# Synapse - Carbon worth the cash for a noob?



## TravAz (Jun 19, 2014)

History: Pushing 42, some light MTB riding and some miles in on a flatbar steel SS bike (stolen 6 mo ago). Lost my motivation to mountain bike in the AZ desert. Ive put in up to 35 mile rides on pavement with the MTB, but its a painful experience. Looking to buy my first road bike, and hope but not sure the motivation will stick. 

Starting shopping for ~1k$ bikes, you know the normal suspects, Trek 1.5, Spec Secteur, Giant Defy, etc. None of those bikes really stood out from each other. 

Then I start reading all of the great press (bike mag press though) the Synapse Carbon is getting, and I really like what they are doing. I have had trouble finding any to ride on my side of town. The dealer where I will probably demo ONLY has carbon in stock. 

So, my questions:

1.) Does the 2014 Synapse Aluminum inherit enough tech to stand out from the other price point bikes I mentioned?

○ ○ ○ ○ ○ ○ ○

WHAT YOU WILL DO
1) Decide whether each statement below agrees with the Synapse post, answering yes or no and quoting the words from the post that decide it. (a) The poster's flatbar steel bike was stolen about six months ago. (b) The dealer where the poster will probably demo stocks both aluminum and carbon models. (c) The poster found that the Trek 1.5, Spec Secteur and Giant Defy stood out from each other.
2) Extract the passage of the Synapse post from "History: Pushing 42, some" up to and including "from each other.".

○ ○ ○ ○ ○ ○ ○

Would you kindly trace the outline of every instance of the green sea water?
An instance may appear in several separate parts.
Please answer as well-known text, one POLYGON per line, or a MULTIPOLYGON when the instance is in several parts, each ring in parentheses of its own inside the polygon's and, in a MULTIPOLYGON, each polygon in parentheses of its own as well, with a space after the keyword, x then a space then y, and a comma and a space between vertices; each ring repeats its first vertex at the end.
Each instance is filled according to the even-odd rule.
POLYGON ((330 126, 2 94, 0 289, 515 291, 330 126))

○ ○ ○ ○ ○ ○ ○

ANSWERS BY TASK
1)
(a) Yes: "flatbar steel SS bike (stolen 6 mo ago)"
(b) No: "The dealer where I will probably demo ONLY has carbon in stock."
(c) No: "None of those bikes really stood out from each other."

2)
History: Pushing 42, some light MTB riding and some miles in on a flatbar steel SS bike (stolen 6 mo ago). Lost my motivation to mountain bike in the AZ desert. Ive put in up to 35 mile rides on pavement with the MTB, but its a painful experience. Looking to buy my first road bike, and hope but not sure the motivation will stick. 

Starting shopping for ~1k$ bikes, you know the normal suspects, Trek 1.5, Spec Secteur, Giant Defy, etc. None of those bikes really stood out from each other.